■ Short task
Count the lines in the items below that contain the word "striped", with case counting, and reply with the number alone.

--- Records for processing ---

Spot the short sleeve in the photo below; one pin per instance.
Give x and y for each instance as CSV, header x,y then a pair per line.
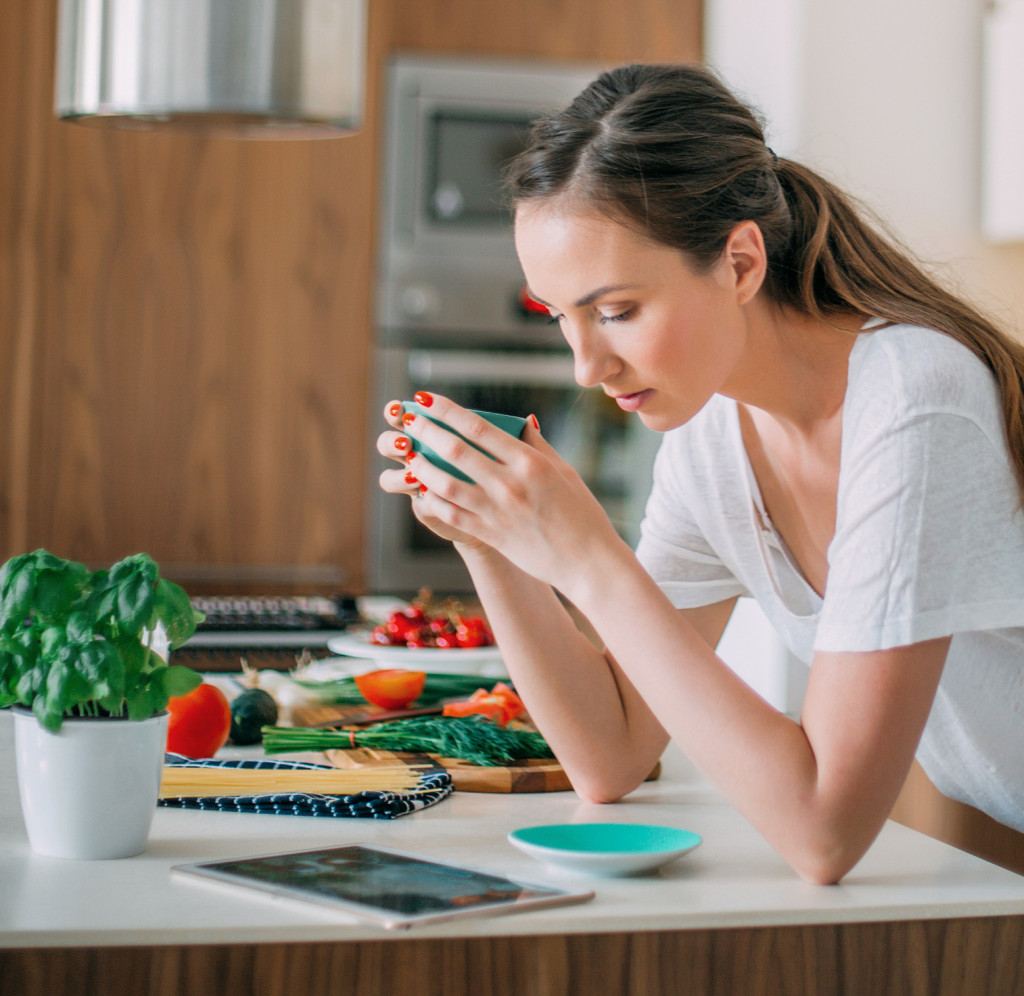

---
--- Records for processing ---

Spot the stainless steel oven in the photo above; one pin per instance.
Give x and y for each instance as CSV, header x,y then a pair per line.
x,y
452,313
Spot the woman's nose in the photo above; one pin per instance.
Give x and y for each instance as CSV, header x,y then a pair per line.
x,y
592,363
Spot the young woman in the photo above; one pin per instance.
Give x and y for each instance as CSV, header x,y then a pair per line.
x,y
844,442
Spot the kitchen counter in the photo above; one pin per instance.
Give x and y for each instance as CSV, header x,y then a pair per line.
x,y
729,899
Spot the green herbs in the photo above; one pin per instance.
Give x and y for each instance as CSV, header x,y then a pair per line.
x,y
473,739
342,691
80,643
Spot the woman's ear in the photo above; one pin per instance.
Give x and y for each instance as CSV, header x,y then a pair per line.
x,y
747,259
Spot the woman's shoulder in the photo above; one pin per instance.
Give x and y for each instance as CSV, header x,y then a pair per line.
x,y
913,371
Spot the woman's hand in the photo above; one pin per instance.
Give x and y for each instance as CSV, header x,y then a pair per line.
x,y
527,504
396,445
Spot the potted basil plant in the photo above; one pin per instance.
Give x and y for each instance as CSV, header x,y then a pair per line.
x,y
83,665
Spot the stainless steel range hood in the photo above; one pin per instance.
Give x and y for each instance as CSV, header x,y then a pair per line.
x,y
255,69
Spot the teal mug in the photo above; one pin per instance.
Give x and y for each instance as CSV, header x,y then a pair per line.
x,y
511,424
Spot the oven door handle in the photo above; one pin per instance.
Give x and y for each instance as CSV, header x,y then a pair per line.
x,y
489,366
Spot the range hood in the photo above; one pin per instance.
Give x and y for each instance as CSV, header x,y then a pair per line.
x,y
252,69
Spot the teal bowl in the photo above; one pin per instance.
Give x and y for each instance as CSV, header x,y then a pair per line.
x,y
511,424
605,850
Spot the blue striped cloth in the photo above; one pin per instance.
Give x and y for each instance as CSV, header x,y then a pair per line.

---
--- Records for processing ---

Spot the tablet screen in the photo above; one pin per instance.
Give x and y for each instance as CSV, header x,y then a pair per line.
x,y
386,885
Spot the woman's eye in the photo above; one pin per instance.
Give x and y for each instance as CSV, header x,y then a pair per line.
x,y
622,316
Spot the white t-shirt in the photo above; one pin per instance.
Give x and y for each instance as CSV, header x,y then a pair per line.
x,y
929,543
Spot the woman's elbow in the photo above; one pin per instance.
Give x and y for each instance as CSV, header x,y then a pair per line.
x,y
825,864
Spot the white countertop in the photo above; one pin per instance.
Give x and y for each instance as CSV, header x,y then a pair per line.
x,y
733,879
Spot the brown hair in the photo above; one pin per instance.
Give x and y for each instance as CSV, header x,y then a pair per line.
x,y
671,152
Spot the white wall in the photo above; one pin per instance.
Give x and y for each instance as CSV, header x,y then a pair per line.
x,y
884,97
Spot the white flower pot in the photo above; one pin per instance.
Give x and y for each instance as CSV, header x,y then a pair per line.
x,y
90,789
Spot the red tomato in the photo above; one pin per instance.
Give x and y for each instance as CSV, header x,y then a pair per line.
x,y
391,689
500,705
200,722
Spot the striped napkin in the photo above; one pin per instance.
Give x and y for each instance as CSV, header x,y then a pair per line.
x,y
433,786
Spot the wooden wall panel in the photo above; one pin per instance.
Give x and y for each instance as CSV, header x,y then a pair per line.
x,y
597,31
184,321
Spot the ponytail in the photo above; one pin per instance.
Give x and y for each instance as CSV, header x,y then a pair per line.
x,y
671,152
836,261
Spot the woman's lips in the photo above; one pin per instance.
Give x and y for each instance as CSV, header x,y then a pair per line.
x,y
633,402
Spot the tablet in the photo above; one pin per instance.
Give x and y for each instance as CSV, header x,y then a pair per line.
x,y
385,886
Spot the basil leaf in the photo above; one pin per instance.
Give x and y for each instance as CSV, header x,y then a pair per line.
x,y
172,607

---

■ Task answer
2